(Coordinate annotation records)

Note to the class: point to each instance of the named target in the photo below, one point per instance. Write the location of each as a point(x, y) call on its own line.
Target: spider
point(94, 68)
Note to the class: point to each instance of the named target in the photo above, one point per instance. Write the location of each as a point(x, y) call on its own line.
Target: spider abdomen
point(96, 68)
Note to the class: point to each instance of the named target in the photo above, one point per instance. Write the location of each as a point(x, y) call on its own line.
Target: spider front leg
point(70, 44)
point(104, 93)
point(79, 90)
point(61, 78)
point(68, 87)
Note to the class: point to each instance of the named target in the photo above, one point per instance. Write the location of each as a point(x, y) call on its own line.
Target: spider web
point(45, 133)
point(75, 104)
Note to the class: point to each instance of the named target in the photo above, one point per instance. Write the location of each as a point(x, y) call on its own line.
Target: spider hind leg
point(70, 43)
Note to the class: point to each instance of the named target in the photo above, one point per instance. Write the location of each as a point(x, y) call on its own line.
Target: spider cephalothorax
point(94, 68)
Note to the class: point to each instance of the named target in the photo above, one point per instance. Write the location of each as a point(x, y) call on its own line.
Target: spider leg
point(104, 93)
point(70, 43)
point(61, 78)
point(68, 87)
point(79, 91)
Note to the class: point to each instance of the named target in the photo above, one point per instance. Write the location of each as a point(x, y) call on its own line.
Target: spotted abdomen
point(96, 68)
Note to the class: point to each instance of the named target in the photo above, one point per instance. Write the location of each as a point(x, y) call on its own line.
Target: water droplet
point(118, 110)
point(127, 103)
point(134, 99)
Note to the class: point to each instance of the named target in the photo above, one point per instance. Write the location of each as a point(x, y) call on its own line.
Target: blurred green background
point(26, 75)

◆ What is required ◆
Recast every line of the listing above as a Markdown table with two columns, Index and Content. Number the rows in order and leave out any blank lines.

◆ Final answer ◆
| Index | Content |
|---|---|
| 1 | Note to the class: point to each instance of the named target in the photo below, one point per instance. Write the location of each as a point(x, y) call on its own line. |
| 2 | Target: spider |
| 3 | point(94, 68) |
| 4 | Note to the class: point to each instance of the named target in the photo above, one point per instance. Write the location of each as a point(x, y) call on its own line. |
| 5 | Target: spider abdomen |
| 6 | point(96, 68) |
| 7 | Note to the class: point to each instance of the named target in the photo above, one point per instance. Write the location of each as a point(x, y) call on its own line. |
| 8 | Target: spider front leg |
| 9 | point(70, 44) |
| 10 | point(104, 93) |
| 11 | point(79, 90) |
| 12 | point(61, 78) |
| 13 | point(68, 87) |
| 14 | Note to the class: point to each instance of the named target in the photo above, one point per instance. Write the location of each as a point(x, y) call on its own line. |
| 15 | Target: spider web |
| 16 | point(45, 133) |
| 17 | point(75, 104) |
| 18 | Note to the class: point to each instance of the named target in the photo above, one point per instance. Write the location of each as a point(x, y) call on its own line. |
| 19 | Target: spider hind leg |
| 20 | point(70, 43) |
| 21 | Note to the class: point to each instance of the named target in the photo above, one point per instance. Write the location of each as a point(x, y) call on its own line. |
| 22 | Target: spider cephalothorax |
| 23 | point(94, 68) |
| 24 | Note to the class: point to each instance of the named target in the photo above, one point per instance. Write the location of each as a point(x, y) call on its own line. |
| 25 | Target: spider leg |
| 26 | point(104, 93) |
| 27 | point(70, 43) |
| 28 | point(61, 78) |
| 29 | point(68, 87) |
| 30 | point(79, 91) |
| 31 | Note to the class: point to each instance of the named target in the photo above, one point per instance. Write the location of each as a point(x, y) call on its own line. |
| 32 | Target: spotted abdomen |
| 33 | point(96, 68) |
| 34 | Note to the class: point to each instance of the named target in the photo above, one point per instance. Write the location of each as a point(x, y) call on its own line. |
| 35 | Target: water droplet |
| 36 | point(118, 110) |
| 37 | point(127, 103) |
| 38 | point(134, 99) |
| 39 | Note to the class: point to each instance of the named target in the photo above, one point per instance. Write the location of each as a point(x, y) call on its own line. |
| 40 | Target: blurred green background |
| 41 | point(26, 75) |